» EXERCICES À RÉALISER:
a: D'après le texte sur les théologies queers, sous quel nom l'association « David et Jonathan » est-elle connue aujourd'hui ?
b: Poursuivez le texte sur les théologies queers à partir de sa dernière phrase.

» TEXTE DE LA PAGE:
Ces théologies empruntent les cinq axes de travail de toute théologie. D’abord pour ce qui est de l’histoire du christianisme (exemple : on étudie les années sida dans l’Eglise), puis pour l’exégèse : on interprète les textes ; pour la dogmatique : les principes dans lesquels on croit (quel est le sens du credo ?) ; pour l’éthique et la morale : morale sexuelle, morale de la guerre, bioéthique… Enfin, pour la théologie pastorale : l’étude de cas concrets (Comment fonctionne la paroisse Saint Pierre apôtre, à Montréal, pionnière en matière d’ouverture au mouvement queer ?). Dans ces cinq domaines, elles élaborent de nouvelles interprétations.
Quelques exemples de travail exégétique : les théologies queers soulignent des liens d’amitié exceptionnels existant dans la Bible, qui résistent à l’organisation strictement patriarcale de l’époque. C’est Ruth et Naomie, celle-ci arrangeant le remariage de sa bru avec Booz, et quand Ruth donne naissance à un enfant le texte dit : « On a donné un enfant à Naomie », comme si l’amitié valait les liens de sang. C’est Marthe et Marie, ces sœurs qui vivent ensemble, propriétaires de leur maison. C’est Jésus et Lazare, dont la mort est bouleversante et que Jésus remet en vie. Perpétue et Félicité sont deux amies inséparables qui meurent ensemble en martyrs au deuxième siècle. Enfin, David et Jonathan sont les seules figures dont on peut raisonnablement admettre une interprétation homosexuelle (en 2 Samuel, on lit : « Ton amour est plus fort que celui des femmes »). Une grande association de défense des homosexuels dans l’Église a emprunté leur nom : « David et Jonathan » (aujourd’hui « DJ Arc-en-ciel »).
Pour conclure, soulignons le bénéfice que nous aurions à mieux connaître ces théologies. On continue à reprocher aux chrétiens une attitude ascétique à l’égard du désir et du corps, héritage d’un certain christianisme prude. Or les théologies nouvelles, féministes, lesbiennes et queer, montrent depuis des décennies que dans la tradition comme dans les Écritures, nous avons des ressources pour nous libérer de ce dualisme et de cette dépréciation du corps. Ces ressources ont été systématiquement passées sous silence. A nous de les exhumer, de les faire connaître. C’est ainsi qu’on changera le regard porté sur le christianisme et qu’on deviendra une Église vraiment accueillante et inclusive. La voie chrétienne, n’est-ce pas avant tout une rencontre, corps et âme, avec quelqu’un qui nous aime inconditionnellement, une rencontre qui libère de l’angoisse, de la peur et de la honte ?

» DONNÉES EXTRAITES:
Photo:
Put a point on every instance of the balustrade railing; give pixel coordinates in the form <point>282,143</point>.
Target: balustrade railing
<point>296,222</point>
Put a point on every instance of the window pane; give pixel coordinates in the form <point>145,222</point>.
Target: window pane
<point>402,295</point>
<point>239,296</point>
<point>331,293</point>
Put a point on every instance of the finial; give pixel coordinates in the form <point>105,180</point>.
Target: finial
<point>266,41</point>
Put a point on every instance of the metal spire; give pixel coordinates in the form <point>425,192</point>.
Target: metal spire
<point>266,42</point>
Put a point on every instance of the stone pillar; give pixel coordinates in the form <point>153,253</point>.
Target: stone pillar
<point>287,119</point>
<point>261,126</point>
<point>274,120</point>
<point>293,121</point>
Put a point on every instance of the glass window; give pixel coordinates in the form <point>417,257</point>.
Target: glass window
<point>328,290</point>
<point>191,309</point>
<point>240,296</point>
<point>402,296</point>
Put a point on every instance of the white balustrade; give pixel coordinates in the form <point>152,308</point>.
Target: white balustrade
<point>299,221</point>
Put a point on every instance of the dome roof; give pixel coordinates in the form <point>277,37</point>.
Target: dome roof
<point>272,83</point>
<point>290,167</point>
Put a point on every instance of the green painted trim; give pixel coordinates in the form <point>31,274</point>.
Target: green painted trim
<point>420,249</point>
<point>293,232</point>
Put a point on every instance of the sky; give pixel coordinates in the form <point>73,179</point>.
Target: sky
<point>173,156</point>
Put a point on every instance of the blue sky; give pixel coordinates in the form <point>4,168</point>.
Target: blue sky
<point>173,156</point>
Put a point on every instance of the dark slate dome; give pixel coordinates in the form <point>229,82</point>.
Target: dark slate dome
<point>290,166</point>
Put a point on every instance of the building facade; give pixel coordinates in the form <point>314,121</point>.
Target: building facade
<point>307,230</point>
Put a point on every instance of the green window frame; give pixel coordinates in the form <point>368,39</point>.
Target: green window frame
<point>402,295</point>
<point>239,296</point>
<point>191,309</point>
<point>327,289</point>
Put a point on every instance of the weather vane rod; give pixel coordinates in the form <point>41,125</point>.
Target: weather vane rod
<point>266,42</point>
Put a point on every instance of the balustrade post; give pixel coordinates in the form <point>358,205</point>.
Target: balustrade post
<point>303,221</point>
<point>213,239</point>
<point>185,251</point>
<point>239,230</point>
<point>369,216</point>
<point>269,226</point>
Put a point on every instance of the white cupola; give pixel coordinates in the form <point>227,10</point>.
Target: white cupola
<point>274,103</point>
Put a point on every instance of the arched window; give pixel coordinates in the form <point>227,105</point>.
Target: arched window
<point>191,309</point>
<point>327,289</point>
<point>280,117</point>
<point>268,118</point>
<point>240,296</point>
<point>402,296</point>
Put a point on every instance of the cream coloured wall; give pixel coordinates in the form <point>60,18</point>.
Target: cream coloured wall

» RÉPONSES PAR EXERCICE:
a: Elle s'appelle aujourd'hui « DJ Arc-en-ciel ».

b:
Frédérique Zahnd
Pour aller plus loin : Petite bibliographie commentée
Théologies gays
- John McNeill, a osé donner son avis sur le texte de Ratzinger en 1986 Lettre aux évêques de l’église catholique sur la pastorale à l’égard des personnes homosexuelles. Il est renvoyé de l’ordre des Jésuites, et plus tard se marie, avec un homme.
Théologies lesbiennes
Théologies de la relation, elles approfondissent les notions d’amour, d’amitié, de sexualité, d’érotisme. Elles ne voient plus la relation à Dieu comme verticale mais comme horizontale, semblable à celle entre les humains.
- Mary E. Hunt est catholique, elle fonde le réseau WATERS, qui fait le lien entre religion et féminisme. Elle développe une éthique de l’amitié. Pour Hunt, l’incarnation est le concept central, et les amitiés sont sexuelles car elles sont incarnées. Notre amoureux·se n’est-il pas aussi notre ami·e ? On a une théologie du mariage, pourquoi pas une théologie de l’amitié ?
- Isabel Carter Heyward est une des premières femmes ordonnées dans l’église épiscopalienne. Elle développe une théologie de l’érotisme, comme puissance de vie et expression de l’amour de Dieu·e. Le désir est divin, le divin devient désir.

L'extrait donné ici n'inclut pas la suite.